# Brano fornito
Di particolare rilievo anche l’illuminazione dei fari, a Led all’anteriore come al posteriore (anche se nascosti lungo i bordi dei grandi montanti C che fungono anche da punto di distacco dei flussi aerodinamici) e Oled per quello orizzontale a tutta larghezza.
La Fioravanti LF1 è un prototipo di studio presentato nel 2009 al Salone dell’Auto di Ginevra, un progetto nel quale non solo si incontrarono le conoscenze aerodinamiche e strutturali della Fioravanti, ma anche quelle di altre tre grandi aziende da sempre impegnate nella ricerca e sviluppo di soluzioni nel campo della Formula 1: Pirelli, Magneti Marelli e Brembo.
La proposta venne definita integralmente da Leonardo Fioravanti e si pose in chiaro contrasto con le specifiche allora vigenti nella massima serie automobilistica con lo scopo di innovare in una direzione inedita le vetture del Circus, secondo una serie di ragionamenti radicalmente diversi.

# Domande sul materiale
(1) Elenca le aziende che il brano sulla Fioravanti LF1 indica come partecipanti al progetto accanto alla Fioravanti.
(2) Rispondi a queste domande basandoti sul brano sulla Fioravanti LF1:
(a) In quale anno e in quale salone è stata presentata la LF1?
(b) Da chi fu definita integralmente la proposta?
(c) Quale tecnologia di illuminazione usa il faro orizzontale a tutta larghezza?

# Dati da esaminare
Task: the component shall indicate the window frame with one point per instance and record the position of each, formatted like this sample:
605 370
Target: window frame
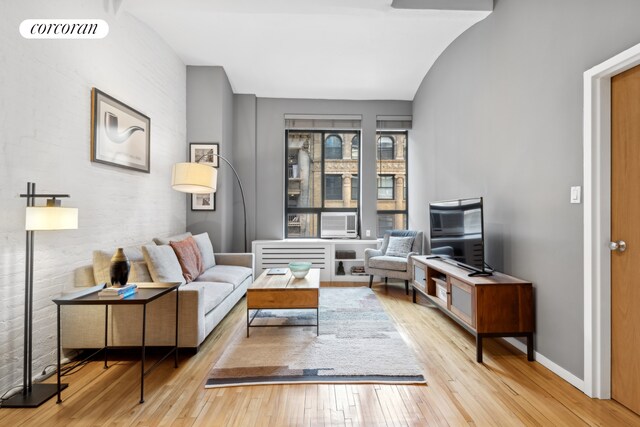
316 210
405 195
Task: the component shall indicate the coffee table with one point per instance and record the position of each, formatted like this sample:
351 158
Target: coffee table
283 292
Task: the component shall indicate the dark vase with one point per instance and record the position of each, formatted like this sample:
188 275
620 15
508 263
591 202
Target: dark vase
120 267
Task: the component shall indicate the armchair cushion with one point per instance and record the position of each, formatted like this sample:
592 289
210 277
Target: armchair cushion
399 246
385 262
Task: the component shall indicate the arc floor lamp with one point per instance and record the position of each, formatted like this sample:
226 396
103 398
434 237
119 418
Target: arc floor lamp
198 178
50 217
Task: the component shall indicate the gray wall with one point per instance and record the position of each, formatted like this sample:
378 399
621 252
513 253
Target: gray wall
500 115
210 119
270 157
244 153
45 116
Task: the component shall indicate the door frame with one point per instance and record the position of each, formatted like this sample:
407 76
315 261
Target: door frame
597 220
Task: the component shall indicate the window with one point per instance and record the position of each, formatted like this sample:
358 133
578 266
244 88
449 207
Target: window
333 187
315 183
385 148
392 180
385 187
385 223
355 147
355 187
333 147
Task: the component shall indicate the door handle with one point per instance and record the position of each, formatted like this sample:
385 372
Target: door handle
619 246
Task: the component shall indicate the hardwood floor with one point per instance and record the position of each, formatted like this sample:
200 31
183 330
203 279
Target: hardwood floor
505 390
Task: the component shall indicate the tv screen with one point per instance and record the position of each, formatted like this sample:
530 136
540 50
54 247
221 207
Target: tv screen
457 231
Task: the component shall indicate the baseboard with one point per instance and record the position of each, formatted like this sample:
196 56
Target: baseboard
553 367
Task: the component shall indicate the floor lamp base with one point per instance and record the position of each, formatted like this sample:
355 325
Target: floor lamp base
40 393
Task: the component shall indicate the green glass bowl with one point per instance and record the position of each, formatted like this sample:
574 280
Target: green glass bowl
299 269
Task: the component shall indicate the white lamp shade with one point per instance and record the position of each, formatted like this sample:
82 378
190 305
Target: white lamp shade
194 178
51 218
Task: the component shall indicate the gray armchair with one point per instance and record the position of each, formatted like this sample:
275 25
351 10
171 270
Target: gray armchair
381 263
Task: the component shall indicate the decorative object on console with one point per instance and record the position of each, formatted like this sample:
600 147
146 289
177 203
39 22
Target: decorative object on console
119 268
299 269
120 135
51 217
198 178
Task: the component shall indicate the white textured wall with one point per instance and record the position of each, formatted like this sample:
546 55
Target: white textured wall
45 88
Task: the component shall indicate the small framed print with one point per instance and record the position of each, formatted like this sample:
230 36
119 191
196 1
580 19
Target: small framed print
205 153
119 134
203 202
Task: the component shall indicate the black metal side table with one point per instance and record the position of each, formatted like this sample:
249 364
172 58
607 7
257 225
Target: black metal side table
147 292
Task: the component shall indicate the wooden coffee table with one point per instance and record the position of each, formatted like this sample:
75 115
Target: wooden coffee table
283 292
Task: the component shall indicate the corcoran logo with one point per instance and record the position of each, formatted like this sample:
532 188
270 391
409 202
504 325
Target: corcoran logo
64 29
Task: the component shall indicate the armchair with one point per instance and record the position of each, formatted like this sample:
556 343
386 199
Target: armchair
396 265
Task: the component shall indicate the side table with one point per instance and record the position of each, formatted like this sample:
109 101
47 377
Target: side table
147 292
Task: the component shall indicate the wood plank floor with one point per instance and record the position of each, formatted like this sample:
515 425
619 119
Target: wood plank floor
505 390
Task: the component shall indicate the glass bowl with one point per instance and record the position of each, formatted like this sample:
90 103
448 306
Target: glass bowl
299 269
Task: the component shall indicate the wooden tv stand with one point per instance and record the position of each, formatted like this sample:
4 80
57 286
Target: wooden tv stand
494 306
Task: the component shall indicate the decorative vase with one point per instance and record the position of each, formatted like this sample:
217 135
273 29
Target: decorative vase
120 267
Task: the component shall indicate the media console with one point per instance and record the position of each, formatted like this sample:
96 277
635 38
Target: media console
495 306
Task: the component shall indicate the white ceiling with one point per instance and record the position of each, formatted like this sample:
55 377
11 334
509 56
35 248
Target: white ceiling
328 49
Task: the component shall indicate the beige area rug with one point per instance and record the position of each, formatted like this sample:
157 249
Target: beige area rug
358 343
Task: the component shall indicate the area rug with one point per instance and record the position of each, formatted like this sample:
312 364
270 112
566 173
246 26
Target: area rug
358 343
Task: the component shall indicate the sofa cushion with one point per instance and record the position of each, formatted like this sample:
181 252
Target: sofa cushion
206 250
189 257
388 263
225 273
399 246
102 262
215 293
166 240
163 263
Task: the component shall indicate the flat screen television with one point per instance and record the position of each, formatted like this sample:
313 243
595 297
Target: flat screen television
457 233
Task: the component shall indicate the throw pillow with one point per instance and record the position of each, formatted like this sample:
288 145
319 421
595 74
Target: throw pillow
189 258
163 263
399 246
206 250
166 240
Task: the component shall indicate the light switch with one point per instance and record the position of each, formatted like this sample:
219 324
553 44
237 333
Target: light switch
575 194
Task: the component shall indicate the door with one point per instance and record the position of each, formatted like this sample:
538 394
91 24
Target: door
625 226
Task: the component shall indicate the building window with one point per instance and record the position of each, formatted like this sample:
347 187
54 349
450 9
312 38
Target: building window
355 147
386 145
385 187
392 204
385 223
333 147
355 187
314 184
333 187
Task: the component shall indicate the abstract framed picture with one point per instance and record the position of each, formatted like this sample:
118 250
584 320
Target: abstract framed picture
120 135
203 202
205 153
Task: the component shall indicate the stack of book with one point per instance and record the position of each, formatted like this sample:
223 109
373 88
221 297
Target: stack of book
119 293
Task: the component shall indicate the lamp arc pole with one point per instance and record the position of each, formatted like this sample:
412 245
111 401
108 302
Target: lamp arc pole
244 205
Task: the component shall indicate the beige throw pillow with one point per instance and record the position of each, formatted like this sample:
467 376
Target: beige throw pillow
163 263
206 250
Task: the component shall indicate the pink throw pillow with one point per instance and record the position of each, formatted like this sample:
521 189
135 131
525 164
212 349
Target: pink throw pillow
189 258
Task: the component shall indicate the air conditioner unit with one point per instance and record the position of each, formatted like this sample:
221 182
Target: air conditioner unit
339 224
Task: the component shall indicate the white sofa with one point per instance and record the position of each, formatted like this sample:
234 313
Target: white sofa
203 304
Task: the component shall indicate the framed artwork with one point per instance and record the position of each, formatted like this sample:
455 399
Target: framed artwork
203 202
120 135
205 153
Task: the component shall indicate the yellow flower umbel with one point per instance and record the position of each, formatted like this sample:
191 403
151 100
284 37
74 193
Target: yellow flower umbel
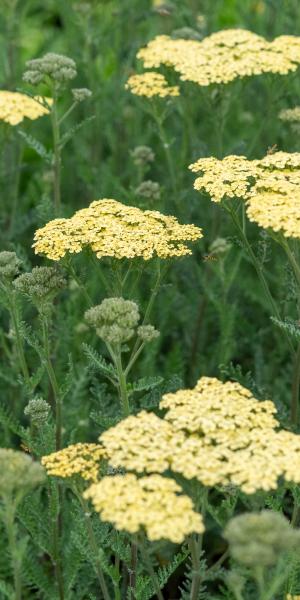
151 504
141 443
223 56
151 84
112 229
82 460
270 187
14 107
217 433
230 437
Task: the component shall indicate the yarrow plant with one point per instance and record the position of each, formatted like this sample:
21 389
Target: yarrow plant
149 410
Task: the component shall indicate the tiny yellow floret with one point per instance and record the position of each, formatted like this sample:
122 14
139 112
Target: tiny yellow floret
112 229
153 504
77 459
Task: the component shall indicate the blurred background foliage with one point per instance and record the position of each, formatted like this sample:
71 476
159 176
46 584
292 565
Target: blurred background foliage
211 310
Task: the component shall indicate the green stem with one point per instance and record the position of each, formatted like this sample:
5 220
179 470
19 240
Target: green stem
296 369
133 567
166 147
57 155
259 271
259 578
16 559
152 574
122 384
94 547
19 344
56 549
134 358
53 382
195 555
295 388
80 285
155 290
15 190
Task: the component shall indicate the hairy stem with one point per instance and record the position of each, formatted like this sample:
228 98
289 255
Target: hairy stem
19 344
259 271
152 574
122 385
57 155
53 382
94 547
16 558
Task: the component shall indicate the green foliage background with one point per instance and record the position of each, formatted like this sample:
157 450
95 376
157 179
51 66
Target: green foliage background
212 314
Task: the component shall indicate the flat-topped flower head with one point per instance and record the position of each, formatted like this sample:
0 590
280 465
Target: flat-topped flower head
270 187
217 433
214 407
223 56
112 229
230 177
152 504
141 443
81 460
151 84
14 107
230 438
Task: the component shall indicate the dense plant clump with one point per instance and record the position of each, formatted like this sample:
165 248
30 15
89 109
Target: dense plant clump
150 344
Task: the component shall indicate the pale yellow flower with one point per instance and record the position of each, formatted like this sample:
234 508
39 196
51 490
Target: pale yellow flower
223 56
113 229
78 459
151 84
154 504
270 187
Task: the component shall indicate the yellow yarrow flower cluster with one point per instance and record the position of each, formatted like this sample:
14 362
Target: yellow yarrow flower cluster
113 229
223 56
154 504
270 187
217 433
78 459
151 84
141 443
213 408
14 107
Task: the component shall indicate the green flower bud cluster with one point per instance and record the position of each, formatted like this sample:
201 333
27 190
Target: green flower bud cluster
115 319
142 155
42 284
81 94
258 539
57 67
9 265
147 333
38 411
18 473
149 190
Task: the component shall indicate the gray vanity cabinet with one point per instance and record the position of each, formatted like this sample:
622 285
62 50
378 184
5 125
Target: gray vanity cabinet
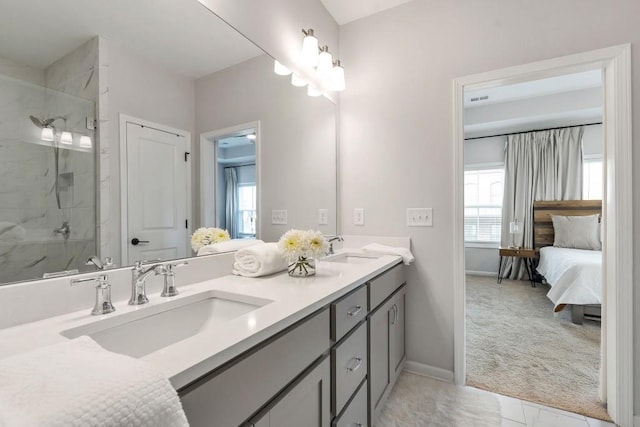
304 404
386 339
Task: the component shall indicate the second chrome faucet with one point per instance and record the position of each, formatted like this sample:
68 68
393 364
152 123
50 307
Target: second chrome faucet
139 275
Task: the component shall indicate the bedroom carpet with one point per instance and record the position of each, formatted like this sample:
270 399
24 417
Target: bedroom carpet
418 401
517 346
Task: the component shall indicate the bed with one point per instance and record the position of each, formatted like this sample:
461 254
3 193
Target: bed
575 275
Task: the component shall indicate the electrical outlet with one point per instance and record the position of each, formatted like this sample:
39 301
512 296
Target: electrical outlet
358 216
323 216
420 217
279 217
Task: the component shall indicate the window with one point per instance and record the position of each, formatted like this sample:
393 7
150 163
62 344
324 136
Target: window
247 210
483 190
592 185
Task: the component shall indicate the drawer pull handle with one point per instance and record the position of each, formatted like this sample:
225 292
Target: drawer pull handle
356 365
354 311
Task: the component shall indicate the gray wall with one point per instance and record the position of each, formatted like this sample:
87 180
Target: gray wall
396 113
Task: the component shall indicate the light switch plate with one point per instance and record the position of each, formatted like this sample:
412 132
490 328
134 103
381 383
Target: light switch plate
323 216
420 217
358 216
279 217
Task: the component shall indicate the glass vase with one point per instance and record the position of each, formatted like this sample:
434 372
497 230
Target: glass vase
302 267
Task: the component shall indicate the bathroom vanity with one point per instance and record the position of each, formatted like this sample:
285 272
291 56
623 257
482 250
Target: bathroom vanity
270 351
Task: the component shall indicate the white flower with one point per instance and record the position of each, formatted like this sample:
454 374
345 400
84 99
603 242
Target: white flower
206 236
302 243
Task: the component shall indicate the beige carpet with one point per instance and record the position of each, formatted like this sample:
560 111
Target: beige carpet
418 401
516 346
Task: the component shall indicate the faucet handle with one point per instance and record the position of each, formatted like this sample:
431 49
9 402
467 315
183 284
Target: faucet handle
169 289
103 303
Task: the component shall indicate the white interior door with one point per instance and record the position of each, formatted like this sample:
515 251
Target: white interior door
157 215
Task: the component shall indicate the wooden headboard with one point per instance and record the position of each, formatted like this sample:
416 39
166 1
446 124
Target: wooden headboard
543 226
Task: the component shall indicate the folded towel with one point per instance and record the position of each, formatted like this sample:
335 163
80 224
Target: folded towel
78 383
259 260
228 246
10 232
377 248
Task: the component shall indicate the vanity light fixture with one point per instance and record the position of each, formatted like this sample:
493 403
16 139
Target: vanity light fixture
47 134
325 63
309 48
280 69
312 91
296 80
85 141
66 138
336 79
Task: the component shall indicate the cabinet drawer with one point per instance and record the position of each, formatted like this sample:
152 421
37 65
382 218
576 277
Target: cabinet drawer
349 367
227 397
348 312
385 284
355 414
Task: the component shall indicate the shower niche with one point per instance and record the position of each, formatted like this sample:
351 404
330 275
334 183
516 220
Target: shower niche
48 167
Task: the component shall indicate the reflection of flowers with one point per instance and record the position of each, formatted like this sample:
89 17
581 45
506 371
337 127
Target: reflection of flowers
300 247
205 236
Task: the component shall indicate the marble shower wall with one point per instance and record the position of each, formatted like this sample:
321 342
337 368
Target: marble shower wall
29 206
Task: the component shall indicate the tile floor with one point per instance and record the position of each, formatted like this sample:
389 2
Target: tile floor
519 413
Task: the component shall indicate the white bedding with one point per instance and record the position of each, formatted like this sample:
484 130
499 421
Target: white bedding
575 275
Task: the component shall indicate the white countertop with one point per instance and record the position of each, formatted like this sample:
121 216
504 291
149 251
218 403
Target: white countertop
183 362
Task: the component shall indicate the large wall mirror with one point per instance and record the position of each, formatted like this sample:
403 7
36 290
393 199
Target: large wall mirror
121 118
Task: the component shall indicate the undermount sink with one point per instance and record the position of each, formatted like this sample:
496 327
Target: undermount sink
351 258
152 328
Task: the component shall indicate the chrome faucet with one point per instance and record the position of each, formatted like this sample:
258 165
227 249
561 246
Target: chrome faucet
139 275
331 240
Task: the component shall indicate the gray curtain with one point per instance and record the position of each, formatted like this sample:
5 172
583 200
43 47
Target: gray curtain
231 204
545 165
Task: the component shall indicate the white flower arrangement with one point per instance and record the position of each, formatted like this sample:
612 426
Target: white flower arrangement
302 244
206 236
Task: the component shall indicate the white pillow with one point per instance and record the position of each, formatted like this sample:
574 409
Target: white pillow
578 232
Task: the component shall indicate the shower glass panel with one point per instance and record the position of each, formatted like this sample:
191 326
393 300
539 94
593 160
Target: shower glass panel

# Risposte
(1) Pirelli, Magneti Marelli, Brembo

(2)
(a) Nel 2009, al Salone dell'Auto di Ginevra.
(b) Da Leonardo Fioravanti.
(c) Oled.